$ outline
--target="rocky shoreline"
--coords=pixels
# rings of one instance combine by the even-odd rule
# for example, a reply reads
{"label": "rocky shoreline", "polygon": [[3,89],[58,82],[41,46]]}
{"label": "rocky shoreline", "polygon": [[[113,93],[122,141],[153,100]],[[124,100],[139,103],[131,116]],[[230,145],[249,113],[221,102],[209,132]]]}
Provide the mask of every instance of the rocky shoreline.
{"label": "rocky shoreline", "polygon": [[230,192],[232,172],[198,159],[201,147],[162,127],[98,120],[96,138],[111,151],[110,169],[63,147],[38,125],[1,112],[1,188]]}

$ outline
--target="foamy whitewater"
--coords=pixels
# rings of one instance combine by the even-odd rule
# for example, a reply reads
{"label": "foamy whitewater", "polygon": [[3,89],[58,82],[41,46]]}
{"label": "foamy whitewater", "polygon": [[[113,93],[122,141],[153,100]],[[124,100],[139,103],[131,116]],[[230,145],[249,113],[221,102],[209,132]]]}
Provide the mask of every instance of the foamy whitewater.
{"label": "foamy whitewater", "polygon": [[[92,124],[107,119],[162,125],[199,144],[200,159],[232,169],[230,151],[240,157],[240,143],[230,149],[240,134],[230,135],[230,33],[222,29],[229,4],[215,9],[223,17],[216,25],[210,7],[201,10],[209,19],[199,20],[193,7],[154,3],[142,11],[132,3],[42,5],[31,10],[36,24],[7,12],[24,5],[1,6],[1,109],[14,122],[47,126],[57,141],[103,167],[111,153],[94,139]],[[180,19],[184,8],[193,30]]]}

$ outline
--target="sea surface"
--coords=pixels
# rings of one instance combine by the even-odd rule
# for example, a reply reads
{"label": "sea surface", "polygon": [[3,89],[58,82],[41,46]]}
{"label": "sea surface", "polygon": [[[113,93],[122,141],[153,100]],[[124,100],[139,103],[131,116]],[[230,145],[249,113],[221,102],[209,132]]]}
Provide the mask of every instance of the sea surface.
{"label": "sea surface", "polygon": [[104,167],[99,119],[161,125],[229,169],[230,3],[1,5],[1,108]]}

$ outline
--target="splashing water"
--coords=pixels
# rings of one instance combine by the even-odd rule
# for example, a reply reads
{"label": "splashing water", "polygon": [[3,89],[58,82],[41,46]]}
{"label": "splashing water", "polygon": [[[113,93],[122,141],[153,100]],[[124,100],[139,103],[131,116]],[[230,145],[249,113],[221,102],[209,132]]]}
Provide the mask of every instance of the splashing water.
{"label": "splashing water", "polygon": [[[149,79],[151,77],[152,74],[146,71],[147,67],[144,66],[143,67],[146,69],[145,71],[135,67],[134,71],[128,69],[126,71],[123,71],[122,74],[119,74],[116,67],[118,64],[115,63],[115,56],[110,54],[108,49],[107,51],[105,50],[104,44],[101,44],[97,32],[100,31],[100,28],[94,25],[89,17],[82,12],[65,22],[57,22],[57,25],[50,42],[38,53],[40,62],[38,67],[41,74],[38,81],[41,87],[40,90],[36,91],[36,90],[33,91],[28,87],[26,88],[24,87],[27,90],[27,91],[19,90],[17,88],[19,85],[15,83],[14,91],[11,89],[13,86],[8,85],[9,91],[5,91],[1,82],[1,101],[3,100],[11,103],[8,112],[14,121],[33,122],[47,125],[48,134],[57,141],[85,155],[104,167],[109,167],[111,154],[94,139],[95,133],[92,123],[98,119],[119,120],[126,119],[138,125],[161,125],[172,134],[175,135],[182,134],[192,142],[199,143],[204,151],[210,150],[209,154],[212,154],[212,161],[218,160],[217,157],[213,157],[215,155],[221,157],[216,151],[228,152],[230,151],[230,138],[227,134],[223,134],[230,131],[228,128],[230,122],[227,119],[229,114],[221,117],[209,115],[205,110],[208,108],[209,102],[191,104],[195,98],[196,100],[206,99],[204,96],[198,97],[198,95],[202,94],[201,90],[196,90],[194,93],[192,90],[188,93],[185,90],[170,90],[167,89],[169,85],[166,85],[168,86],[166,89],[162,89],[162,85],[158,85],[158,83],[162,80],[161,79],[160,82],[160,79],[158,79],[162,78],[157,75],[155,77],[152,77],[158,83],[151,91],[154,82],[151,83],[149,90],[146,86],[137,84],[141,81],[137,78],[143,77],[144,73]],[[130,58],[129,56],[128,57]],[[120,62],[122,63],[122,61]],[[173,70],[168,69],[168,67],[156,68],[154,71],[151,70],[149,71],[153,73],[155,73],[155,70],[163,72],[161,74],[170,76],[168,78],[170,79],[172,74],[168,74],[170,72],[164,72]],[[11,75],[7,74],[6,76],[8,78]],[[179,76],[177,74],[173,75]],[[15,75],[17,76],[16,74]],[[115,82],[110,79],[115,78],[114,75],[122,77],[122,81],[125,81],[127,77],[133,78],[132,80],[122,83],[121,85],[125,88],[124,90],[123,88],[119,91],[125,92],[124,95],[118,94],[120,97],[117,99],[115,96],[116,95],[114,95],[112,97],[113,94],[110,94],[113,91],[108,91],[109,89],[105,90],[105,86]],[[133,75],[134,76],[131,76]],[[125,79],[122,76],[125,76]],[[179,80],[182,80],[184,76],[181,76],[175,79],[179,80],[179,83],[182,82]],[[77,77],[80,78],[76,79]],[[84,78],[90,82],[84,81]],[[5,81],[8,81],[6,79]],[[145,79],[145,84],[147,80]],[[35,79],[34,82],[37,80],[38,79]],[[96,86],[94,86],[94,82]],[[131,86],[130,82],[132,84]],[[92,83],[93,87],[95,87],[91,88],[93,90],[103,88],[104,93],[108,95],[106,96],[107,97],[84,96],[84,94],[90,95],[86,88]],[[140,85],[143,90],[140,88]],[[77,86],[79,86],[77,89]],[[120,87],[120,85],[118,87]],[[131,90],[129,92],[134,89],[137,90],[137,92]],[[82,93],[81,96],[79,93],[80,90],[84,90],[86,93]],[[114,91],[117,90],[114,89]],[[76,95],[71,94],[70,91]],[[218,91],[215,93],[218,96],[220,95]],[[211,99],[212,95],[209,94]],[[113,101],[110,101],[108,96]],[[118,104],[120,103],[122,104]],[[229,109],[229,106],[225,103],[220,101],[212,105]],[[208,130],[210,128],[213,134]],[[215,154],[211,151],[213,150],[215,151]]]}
——————————
== Set exercise ==
Please collect every line of the records above that contains the string "Provide", treating uppercase and lowercase as different.

== Right answer ==
Provide the mask of every instance of the rocky shoreline.
Provide the mask of every instance of the foamy whitewater.
Provide the mask of every instance of the sea surface.
Provide the mask of every instance of the splashing water.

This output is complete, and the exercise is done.